* Problem requirements
Only one stretch of the records below should be repeated. It starts with the line containing "Where can the tractor fender" and goes on through the line containing "Target: beige cardigan", exactly as written.

[Stored data entries]
^^^^^^^^^^^^^^^^

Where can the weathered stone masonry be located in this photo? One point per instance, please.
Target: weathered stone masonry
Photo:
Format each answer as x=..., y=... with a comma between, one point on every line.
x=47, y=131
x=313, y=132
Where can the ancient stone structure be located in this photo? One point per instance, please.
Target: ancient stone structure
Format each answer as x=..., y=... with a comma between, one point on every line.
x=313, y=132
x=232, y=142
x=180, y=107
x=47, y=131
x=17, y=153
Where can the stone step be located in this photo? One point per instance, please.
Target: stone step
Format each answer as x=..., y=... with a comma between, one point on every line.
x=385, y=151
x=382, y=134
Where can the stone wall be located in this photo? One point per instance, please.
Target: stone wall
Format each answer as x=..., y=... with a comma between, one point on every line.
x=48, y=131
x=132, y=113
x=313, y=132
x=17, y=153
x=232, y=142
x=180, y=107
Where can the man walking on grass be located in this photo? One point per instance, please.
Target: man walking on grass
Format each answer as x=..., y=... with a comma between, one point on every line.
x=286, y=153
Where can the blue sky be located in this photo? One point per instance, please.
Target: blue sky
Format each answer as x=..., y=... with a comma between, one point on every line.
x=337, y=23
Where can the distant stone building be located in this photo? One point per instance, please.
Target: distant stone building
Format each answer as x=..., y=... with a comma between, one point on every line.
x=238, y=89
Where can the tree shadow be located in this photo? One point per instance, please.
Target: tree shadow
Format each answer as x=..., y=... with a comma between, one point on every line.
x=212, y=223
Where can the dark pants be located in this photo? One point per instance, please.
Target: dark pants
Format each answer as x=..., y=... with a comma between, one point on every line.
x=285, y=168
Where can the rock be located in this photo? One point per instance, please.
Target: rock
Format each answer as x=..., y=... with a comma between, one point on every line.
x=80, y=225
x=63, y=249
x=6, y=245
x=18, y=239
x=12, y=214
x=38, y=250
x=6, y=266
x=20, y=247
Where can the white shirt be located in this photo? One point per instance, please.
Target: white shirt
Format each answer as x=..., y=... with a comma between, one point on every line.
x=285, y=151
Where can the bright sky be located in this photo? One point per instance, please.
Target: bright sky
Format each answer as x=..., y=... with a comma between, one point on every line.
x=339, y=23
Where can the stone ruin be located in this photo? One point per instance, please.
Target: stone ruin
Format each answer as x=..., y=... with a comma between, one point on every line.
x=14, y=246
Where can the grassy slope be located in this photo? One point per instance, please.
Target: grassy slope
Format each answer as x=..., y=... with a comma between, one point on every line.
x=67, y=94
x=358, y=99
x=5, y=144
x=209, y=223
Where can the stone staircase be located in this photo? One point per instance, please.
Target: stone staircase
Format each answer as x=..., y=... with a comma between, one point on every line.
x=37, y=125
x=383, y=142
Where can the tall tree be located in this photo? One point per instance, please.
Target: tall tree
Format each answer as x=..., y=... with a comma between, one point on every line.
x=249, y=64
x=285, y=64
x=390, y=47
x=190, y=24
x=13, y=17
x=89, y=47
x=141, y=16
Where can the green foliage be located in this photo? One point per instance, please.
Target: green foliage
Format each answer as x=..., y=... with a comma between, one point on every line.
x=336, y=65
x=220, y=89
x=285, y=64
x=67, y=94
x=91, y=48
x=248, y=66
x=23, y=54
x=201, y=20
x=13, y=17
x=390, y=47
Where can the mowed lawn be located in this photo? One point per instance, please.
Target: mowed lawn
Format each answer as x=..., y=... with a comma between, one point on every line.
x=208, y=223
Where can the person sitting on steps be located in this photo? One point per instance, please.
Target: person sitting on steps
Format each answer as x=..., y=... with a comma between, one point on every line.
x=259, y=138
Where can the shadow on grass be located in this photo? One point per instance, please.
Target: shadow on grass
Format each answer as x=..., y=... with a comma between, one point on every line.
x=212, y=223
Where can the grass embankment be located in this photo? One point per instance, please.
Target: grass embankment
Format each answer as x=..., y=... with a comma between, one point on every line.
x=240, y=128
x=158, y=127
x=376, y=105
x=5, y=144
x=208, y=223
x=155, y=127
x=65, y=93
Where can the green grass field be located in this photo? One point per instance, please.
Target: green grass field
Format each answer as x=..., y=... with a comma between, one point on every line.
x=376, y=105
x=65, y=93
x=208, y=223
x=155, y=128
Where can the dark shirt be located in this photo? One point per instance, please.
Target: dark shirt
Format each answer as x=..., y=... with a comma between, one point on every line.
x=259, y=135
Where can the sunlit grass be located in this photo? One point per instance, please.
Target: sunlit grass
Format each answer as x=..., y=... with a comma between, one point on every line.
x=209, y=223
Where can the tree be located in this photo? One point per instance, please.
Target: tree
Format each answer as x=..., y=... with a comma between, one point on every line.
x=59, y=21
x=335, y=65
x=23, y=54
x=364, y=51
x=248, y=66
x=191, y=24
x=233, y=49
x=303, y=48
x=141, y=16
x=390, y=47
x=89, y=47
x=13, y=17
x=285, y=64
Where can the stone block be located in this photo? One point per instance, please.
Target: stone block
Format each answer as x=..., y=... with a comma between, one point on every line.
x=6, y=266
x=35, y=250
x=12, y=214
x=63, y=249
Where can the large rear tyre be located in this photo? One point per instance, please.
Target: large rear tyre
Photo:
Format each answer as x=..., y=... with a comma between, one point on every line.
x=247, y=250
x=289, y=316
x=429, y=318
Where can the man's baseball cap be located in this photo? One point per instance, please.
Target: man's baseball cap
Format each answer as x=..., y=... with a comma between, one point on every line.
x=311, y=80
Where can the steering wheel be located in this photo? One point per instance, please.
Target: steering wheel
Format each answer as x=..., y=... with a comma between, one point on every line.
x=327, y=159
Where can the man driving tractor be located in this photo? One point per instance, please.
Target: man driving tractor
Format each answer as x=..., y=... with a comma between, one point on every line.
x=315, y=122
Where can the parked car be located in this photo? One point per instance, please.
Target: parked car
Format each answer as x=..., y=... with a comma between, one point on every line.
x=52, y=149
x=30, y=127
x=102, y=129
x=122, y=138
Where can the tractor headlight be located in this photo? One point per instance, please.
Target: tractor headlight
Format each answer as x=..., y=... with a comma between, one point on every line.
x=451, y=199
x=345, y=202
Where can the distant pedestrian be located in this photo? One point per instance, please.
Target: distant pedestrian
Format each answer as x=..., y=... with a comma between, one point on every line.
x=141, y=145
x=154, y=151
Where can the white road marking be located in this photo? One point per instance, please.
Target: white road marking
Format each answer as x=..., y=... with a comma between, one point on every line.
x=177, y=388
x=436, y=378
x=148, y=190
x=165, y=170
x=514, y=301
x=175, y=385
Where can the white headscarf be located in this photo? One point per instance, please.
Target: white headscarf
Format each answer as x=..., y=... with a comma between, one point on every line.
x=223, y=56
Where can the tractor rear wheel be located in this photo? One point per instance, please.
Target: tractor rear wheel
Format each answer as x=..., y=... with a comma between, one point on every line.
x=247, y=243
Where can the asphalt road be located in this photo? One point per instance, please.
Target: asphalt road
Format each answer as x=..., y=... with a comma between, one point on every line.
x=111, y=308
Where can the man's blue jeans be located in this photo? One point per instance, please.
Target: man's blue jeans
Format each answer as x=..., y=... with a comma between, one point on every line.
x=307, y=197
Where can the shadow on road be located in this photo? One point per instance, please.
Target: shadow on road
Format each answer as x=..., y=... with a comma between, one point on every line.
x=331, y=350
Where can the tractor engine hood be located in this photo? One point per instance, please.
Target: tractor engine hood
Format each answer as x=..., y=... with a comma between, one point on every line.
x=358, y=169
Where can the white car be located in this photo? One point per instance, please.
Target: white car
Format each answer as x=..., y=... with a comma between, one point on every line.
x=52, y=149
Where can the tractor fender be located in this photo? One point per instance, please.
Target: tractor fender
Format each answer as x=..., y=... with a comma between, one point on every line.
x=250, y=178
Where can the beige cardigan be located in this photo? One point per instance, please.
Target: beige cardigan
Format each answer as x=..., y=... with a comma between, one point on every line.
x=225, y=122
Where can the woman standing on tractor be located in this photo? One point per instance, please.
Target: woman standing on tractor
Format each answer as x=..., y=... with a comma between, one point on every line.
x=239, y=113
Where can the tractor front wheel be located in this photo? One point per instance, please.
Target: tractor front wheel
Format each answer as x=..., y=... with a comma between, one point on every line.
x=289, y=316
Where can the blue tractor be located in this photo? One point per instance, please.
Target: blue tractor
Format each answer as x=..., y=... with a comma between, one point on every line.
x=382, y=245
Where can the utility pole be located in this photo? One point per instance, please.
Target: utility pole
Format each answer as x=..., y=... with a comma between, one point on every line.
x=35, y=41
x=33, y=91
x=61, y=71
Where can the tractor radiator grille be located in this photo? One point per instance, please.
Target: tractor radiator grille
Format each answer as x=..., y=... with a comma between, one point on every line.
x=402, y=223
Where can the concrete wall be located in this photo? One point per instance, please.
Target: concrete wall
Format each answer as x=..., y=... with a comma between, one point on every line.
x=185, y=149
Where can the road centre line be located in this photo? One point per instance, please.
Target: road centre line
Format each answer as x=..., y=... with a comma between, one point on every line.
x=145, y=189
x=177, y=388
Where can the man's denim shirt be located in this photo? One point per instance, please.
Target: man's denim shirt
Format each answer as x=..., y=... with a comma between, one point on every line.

^^^^^^^^^^^^^^^^

* Output for this task
Where can the tractor fender be located in this photo? One point per instance, please.
Target: tractor fender
Format each answer as x=..., y=... with a comma between, one point on every line.
x=250, y=178
Where can the beige cardigan be located in this photo? One point per instance, please.
Target: beige cardigan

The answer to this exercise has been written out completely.